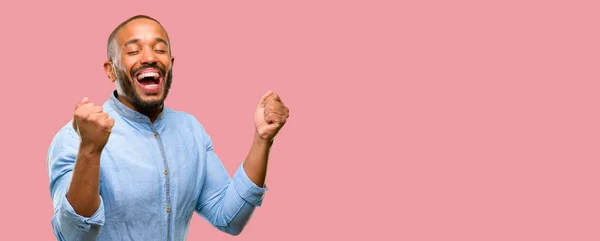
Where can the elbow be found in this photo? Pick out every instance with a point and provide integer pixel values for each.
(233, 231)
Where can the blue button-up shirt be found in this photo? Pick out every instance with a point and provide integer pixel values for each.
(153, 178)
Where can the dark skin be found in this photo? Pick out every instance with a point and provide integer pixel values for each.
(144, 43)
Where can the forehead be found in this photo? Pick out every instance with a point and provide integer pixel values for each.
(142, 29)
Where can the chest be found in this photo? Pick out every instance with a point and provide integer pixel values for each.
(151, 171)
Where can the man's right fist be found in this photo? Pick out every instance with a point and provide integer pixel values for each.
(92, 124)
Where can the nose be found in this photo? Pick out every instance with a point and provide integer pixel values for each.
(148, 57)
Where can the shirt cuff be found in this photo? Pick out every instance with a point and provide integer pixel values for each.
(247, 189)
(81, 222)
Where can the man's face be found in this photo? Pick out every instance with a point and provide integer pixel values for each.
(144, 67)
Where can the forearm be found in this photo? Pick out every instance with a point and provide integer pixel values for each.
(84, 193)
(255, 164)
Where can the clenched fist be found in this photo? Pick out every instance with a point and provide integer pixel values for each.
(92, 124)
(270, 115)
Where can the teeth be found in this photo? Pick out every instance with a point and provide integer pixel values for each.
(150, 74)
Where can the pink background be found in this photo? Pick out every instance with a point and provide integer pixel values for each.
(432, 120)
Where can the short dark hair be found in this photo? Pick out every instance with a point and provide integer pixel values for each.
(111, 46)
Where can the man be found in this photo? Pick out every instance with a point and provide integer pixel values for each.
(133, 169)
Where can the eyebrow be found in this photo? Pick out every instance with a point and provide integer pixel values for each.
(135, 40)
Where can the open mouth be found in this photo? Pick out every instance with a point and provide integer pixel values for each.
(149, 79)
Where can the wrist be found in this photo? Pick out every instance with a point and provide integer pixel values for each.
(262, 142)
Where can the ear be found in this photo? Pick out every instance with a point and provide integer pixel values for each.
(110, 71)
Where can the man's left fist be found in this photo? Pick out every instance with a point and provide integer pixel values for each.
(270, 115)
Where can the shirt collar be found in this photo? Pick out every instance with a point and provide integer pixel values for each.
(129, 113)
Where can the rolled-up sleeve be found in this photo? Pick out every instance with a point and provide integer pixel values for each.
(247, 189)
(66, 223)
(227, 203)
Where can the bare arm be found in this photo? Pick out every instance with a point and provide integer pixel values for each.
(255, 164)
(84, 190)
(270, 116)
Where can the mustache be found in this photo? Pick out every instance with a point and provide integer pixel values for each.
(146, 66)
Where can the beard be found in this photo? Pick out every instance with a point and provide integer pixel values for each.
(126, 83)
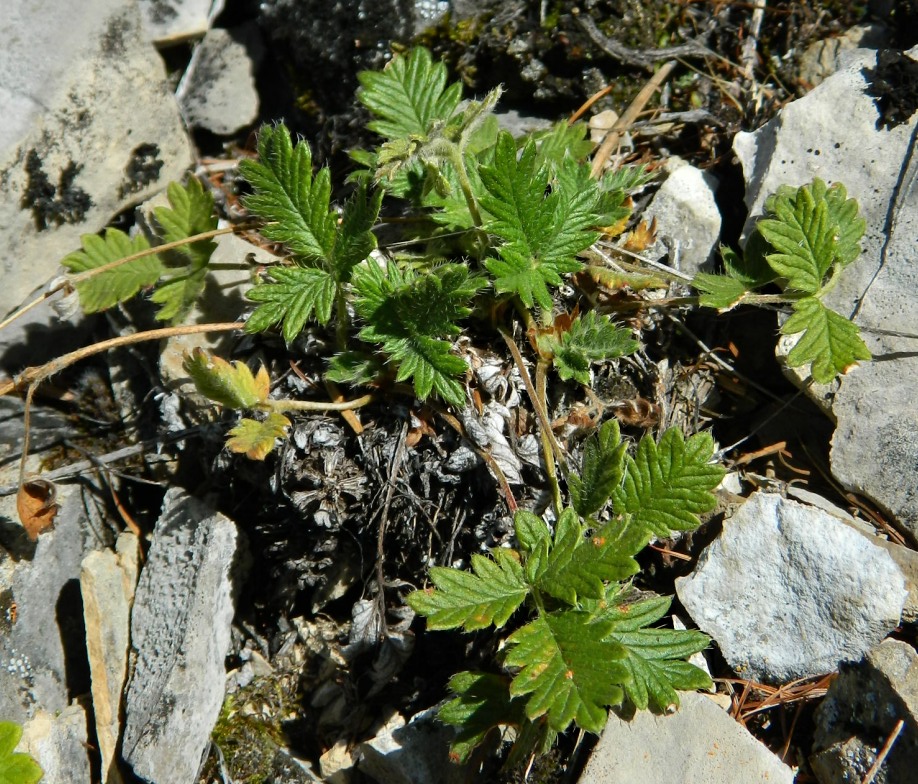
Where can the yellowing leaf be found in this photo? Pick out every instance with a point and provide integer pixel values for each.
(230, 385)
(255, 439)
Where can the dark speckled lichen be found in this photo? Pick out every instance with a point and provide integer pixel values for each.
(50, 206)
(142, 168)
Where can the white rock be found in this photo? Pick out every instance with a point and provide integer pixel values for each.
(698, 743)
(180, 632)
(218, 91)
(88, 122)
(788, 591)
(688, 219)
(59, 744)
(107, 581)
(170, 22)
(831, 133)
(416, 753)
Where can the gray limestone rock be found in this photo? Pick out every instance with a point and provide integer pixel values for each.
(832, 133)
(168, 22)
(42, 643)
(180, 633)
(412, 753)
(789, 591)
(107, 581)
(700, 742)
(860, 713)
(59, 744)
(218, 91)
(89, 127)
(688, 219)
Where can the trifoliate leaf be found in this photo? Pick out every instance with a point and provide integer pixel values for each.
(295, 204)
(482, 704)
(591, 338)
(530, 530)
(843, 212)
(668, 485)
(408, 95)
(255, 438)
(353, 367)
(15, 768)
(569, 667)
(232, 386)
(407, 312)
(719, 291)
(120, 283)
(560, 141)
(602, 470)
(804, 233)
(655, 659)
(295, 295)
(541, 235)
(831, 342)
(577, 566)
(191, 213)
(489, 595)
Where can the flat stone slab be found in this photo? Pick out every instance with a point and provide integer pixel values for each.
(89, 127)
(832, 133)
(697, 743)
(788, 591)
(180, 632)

- _Goal of the exercise_: Change each "photo" in the data above to "image". Reproduce all the data otherwise unchanged, but leave out the pictures.

- _Written solution_:
Where can the elbow be found in this image? Pick out every instance with a point and provide integer pixel values for each.
(233, 231)
Where can the blue button-up shirt be found in this image? Pick out every instance with a point and provide integer pixel values for each.
(153, 178)
Where can the dark skin be found in this image? Pick out every instance with a point and provide integer pixel values for each.
(144, 43)
Where can the forehead be found in this image? Pick out every instance with a point and provide integer pixel values for each.
(142, 29)
Where can the chest be found in this image? Pick out every instance with a point and provide integer pixel values for each.
(151, 171)
Where can the man's right fist be found in this image? Pick out every instance with a point and provide integer pixel values for each.
(92, 124)
Where can the nose be found in this image? Pick out every instance with a point and provide integer pixel values for each.
(148, 57)
Where can the shirt cuff be found in this image? Pick out every instance with a point and provide integer pixel values for each.
(247, 189)
(81, 222)
Where can the man's face be found in this image? Pick out every instance with a point and provide integer pixel values for each.
(144, 67)
Where can the forearm be found in this image? Pick out every instance with a point and provide integer pixel values for each.
(84, 193)
(255, 164)
Where can the clenched fist be found in this image? Pick out every instance with a point and provide integer pixel values for each.
(92, 124)
(270, 115)
Where can the teeth be found in this image? Pick out every instance with a point and provide integer pixel values for each.
(150, 74)
Where can the pink background be found in this image? Pick out every instance with a point and provide integer pixel values for each.
(432, 120)
Where can the short dark hair be found in this image? Pick out every instance with a point and provide integer pixel values for each.
(111, 46)
Where can the man be found in this image? Pick out every instance with a point and provide integer pixel values for each.
(133, 169)
Where can the eyebrow be found in this image? Pick out every instance with a point and provide integer pixel values for each.
(135, 40)
Where can the open mouth be found in this image? Pick out every instance with a point and provide integer pixel values for each.
(149, 79)
Where can the wrist be found in this image? Pick out every instance with a point and provide integer pixel values for each.
(262, 142)
Where can the ear be found in this image? Pick out every instance with a point and provide integer pixel values for each.
(110, 71)
Where can the man's left fist be found in this image? Pick out every instance with a point and provide integer pixel values for each.
(270, 115)
Where can the shirt collar be found in this image? Pick out every instance with a point and provide integer pixel values for each.
(129, 113)
Where can the rolled-up sleeve be found in this image? Pick out every instance with a point and provide integer pixel values for each.
(247, 189)
(66, 223)
(227, 203)
Where can the bare arm be found in this image? Pick out every instance with a point and provide integer pixel values for each.
(255, 164)
(84, 190)
(270, 116)
Where can the mustache be found in this image? Pick out every instance with a point and provide integer pixel values for each.
(146, 66)
Where can the beard be found in this image? Pick out every instance with a point and provide integer pixel values for each.
(126, 83)
Where can the yellowing leaf be found in this image? Pick out every instance with a point and provide integer pixel values for each.
(230, 385)
(255, 439)
Where can the dark speckled lichen be found in this image? Pick out every instance with a point and provide integer pixel values for each.
(50, 206)
(142, 168)
Where can the white rock be found in this image? Pick out every instance with a point and provide integer pixel values for each.
(698, 743)
(180, 632)
(218, 91)
(88, 122)
(788, 591)
(688, 219)
(59, 744)
(107, 581)
(170, 22)
(831, 133)
(416, 753)
Where can the gray limestone rock be found in this image? Pick out every instance with a point and provide integer pixel values for each.
(832, 133)
(168, 22)
(42, 643)
(180, 633)
(412, 753)
(789, 591)
(107, 581)
(700, 742)
(860, 713)
(59, 744)
(218, 91)
(89, 127)
(688, 219)
Where can the trifoliate leaf be found in this image? Pick out every instance with a point and provide integer pixel values for each.
(295, 204)
(482, 704)
(591, 338)
(530, 530)
(843, 212)
(668, 485)
(408, 95)
(255, 438)
(353, 367)
(15, 768)
(569, 667)
(232, 386)
(407, 312)
(719, 291)
(120, 283)
(560, 141)
(602, 470)
(804, 233)
(655, 659)
(295, 295)
(541, 235)
(831, 342)
(577, 566)
(191, 213)
(489, 595)
Where can the flat stone slab be found in this image? Pick out every instance with a point and provide integer pixel values for each.
(89, 127)
(832, 133)
(697, 743)
(788, 591)
(180, 632)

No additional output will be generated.